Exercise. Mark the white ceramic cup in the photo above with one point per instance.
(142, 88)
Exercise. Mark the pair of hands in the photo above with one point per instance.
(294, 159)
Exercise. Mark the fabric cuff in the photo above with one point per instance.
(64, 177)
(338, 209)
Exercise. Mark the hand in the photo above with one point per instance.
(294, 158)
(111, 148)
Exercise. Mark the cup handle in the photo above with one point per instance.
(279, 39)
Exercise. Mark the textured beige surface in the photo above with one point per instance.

...

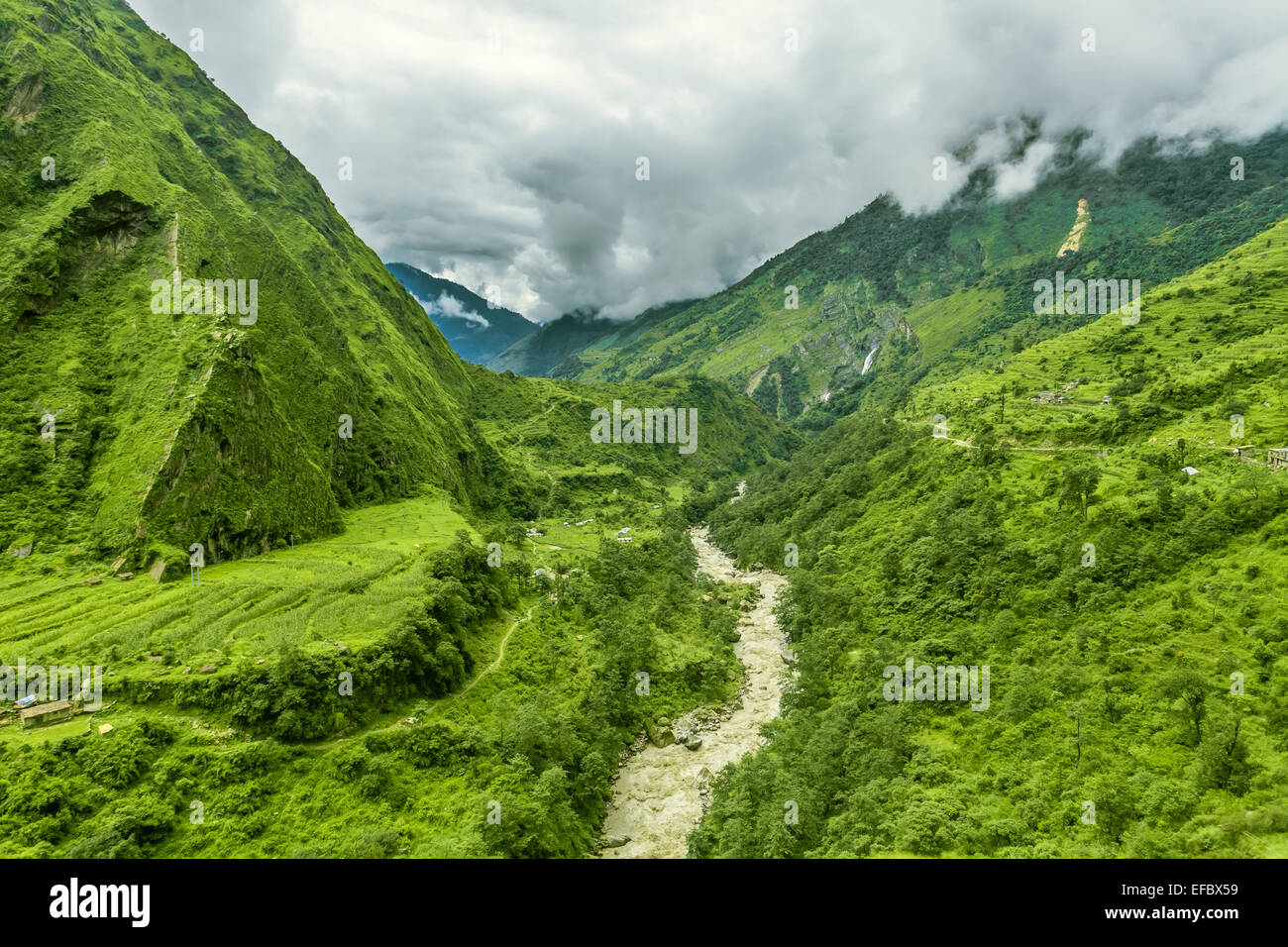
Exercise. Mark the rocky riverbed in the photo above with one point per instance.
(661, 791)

Written exercise: Return every line of the records that contains the word "white", matching case exactly.

Response:
Exercise. Mark the white ceramic cup in the photo above with one point per instance.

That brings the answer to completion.